Zurück zu Opel und GM: Rick Wagoner wurde in die Pension verabschiedet … In eine
unverdient goldene Pension! Vertraglich sind die Millionen sicher korrekt, aber
sie sind moralisch unverdient. Ist der neue
GM-Chef, Fritz Henderson, als ehemalige rechte Hand der richtige Mann?
Ich weiß es nicht,
doch Zweifel ist angebracht. Schließlich hat Henderson über Jahre die
Entscheidungen von Wagoner mit gestützt. Aber schlechter kann es kaum werden.
Ein Konkurs von GM wäre vielleicht das Beste, wenn die guten Betriebsstandorte
erhalten bleiben.
Und der
Opel-Chef Forester?
Ich hoffe, er kann
es stemmen. Man muss jedoch Bedenken haben: Forester zählt letzten Endes zu
denselben Managern, welche die Krise bei Opel verursacht haben. Er hat jahrelang
unter Rick Wagoner gearbeitet. Ich könnte nicht für einen Menschen arbeiten,
dessen Meinung ich nicht vertreten kann. Warum hat
Forester es so weit kommen lassen?
Die Bundesregierung
hat unter Führung des neuen Wirtschaftsministers zu Guttenberg ein
Verhandlungsteam zur Rettung von Opel berufen. Sollte sich der
Staat beteiligen, oder wäre die Insolvenz richtig?

--

Aufgaben
(a) Wer ist laut dem Textauszug zu Opel und GM der neue GM-Chef?
(b) Führe den Textauszug zu Opel und GM nach seinem letzten Satz weiter.

Einträge der Sammlung:
--

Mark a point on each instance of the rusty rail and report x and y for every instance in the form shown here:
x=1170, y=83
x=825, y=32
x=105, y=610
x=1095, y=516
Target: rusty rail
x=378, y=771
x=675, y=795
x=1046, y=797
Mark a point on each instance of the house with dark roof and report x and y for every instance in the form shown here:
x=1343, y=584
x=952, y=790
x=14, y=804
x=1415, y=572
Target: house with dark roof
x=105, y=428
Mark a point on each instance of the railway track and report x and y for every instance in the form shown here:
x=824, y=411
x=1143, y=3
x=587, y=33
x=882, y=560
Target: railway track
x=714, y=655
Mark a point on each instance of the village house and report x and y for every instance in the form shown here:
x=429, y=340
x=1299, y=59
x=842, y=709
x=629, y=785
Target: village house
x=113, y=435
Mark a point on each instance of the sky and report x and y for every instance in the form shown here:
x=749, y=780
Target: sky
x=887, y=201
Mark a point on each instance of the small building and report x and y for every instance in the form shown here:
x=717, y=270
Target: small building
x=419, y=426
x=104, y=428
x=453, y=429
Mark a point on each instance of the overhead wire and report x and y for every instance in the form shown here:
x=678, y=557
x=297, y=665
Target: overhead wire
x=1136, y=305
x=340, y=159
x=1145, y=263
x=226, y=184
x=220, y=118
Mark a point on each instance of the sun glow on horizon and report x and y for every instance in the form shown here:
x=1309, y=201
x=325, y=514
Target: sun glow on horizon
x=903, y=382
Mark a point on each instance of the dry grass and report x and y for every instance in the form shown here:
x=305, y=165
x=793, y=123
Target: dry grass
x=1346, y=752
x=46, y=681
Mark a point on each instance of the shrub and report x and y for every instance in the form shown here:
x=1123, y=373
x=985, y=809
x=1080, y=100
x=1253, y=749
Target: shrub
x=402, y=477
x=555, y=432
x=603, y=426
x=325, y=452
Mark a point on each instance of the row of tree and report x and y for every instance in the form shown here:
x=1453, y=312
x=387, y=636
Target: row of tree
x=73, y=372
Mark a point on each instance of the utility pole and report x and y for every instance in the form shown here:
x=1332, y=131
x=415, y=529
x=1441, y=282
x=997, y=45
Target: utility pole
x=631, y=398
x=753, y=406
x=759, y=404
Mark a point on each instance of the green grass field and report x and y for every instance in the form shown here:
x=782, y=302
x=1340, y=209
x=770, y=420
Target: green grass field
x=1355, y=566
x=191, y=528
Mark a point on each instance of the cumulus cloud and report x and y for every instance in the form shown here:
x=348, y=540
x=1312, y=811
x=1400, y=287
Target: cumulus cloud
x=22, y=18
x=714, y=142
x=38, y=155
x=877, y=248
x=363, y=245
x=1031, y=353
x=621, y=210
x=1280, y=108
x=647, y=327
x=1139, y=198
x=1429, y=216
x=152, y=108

--

Lösungen
(a) Fritz Henderson

(b)
Lieber ein Ende mit
Schrecken als ein Schrecken ohne Ende. Insolvenz kann das Beste sein. Es muss
einen Neuanfang geben, in jedem Fall unabhängig von GM. Die Insolvenz hätte
zusätzlich den Vorteil, dass der Konzern eine Portion Schulden los werden
könnte. Die Vergangenheit zeigte mir: Der Staat ist kein guter Geschäftsmann, er
sollte lediglich die politischen Rahmenbedingungen für die Privatwirtschaft
schaffen. Opel ist eine gute Marke und wird einen Investor finden. Wichtig ist
jedoch der Erhalt der Arbeitsplätze durch Zwischenfinanzierungen. Hier ist der
Bund in der Pflicht.
Was sagen Sie
den Opel-Arbeitern am Fließband?
Langfristig führt
kein Weg an Einsparungen und Neuerungen vorbei. Ich bin mir ganz sicher, die
Mitarbeiter werden für den Erhalt des Werkes auch auf Gehalt verzichten, das
Werk und die Erhaltung der Arbeitsplätze haben Vorrang.
Emirate kaufen
Daimler, warum nicht Opel?
Ganz klar, denen
gefällt der Stern besser als der Blitz von Opel. Die Situation spiegelt doch
auch das Konsumentenverhalten wieder: Ein Mercedes hat heute doch einen anderen
Namen als ein Opel. Aber früher war das anders. Und da müssen wir wieder
hinkommen.
Was erwarten Sie
sich von Bundeskanzlerin Angela Merkel?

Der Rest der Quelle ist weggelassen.